** begin Input **

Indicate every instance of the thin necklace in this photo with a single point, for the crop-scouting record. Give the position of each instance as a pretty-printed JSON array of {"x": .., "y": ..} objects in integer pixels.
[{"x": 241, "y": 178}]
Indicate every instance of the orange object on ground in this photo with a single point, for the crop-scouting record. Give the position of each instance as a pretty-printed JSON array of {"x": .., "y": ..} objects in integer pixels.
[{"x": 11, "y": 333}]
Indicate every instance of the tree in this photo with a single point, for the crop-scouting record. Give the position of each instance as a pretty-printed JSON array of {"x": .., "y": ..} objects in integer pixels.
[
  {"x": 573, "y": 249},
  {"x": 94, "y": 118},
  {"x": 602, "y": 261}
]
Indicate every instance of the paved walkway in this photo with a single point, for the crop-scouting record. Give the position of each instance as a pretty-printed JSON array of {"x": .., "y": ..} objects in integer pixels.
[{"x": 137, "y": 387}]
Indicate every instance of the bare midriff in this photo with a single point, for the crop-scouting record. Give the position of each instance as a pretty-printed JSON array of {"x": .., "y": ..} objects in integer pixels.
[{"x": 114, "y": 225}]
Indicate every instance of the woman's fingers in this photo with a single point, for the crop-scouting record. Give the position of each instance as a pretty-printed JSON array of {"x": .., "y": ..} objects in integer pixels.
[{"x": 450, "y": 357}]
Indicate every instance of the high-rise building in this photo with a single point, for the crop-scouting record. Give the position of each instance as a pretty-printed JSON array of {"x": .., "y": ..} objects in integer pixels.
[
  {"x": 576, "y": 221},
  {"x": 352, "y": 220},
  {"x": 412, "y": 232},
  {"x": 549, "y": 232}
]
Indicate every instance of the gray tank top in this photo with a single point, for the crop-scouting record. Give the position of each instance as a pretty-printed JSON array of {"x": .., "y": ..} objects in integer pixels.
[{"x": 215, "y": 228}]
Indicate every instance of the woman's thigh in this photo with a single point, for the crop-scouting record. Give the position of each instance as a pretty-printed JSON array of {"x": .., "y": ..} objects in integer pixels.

** end Input **

■ **To be done**: Print every one of the records above again, word for word and in the same order, with nothing added or changed.

■ **The result**:
Indicate every instance of the thin necklace in this photo with a single point, for the crop-scouting record. Give the position of each instance as a pretty-printed JSON array of {"x": .., "y": ..} objects in integer pixels.
[{"x": 241, "y": 178}]
Indicate every instance of the orange object on ground in this photo with a single point, for the crop-scouting record. Give the position of each instance as a pretty-printed JSON array of {"x": .., "y": ..} objects in integer pixels.
[{"x": 11, "y": 333}]
Indicate every instance of the tree in this photo with a single point, for the crop-scouting record. Give the position of each instance as a pretty-printed JSON array of {"x": .., "y": ..} objects in integer pixels.
[
  {"x": 573, "y": 249},
  {"x": 94, "y": 118},
  {"x": 602, "y": 261}
]
Indicate every instance of the paved walkway in this photo with a single point, for the crop-scouting record. Give the position of each instance as a pretty-printed JSON array of {"x": .., "y": ..} objects in integer pixels.
[{"x": 137, "y": 387}]
Indicate every instance of the bare midriff in this photo with a single point, for the crop-scouting record. Give the position of each instance as a pretty-printed JSON array of {"x": .., "y": ..} objects in integer pixels.
[{"x": 114, "y": 225}]
Indicate every instance of the woman's fingers in this photo with a single point, for the crop-scouting record. Give the position of each instance as a pretty-printed JSON array of {"x": .., "y": ..} objects in integer pixels.
[{"x": 450, "y": 357}]
Indicate every instance of the high-rise building in this photo with a single point, for the crop-scouting record. Give the position of each instance as a pretty-printed JSON array of {"x": .., "y": ..} objects in integer pixels.
[
  {"x": 576, "y": 221},
  {"x": 352, "y": 220},
  {"x": 412, "y": 232},
  {"x": 549, "y": 232}
]
Indicate every instance of the gray tank top in this photo with a single point, for the crop-scouting record. Give the position of each instance as a pretty-printed JSON array of {"x": .., "y": ..} objects in integer pixels.
[{"x": 215, "y": 228}]
Indicate every instance of the woman's thigh in this photo with a single point, for the crop-scouting record. Give the position of each instance as a pretty-printed JSON array of {"x": .., "y": ..} objects in integer pixels.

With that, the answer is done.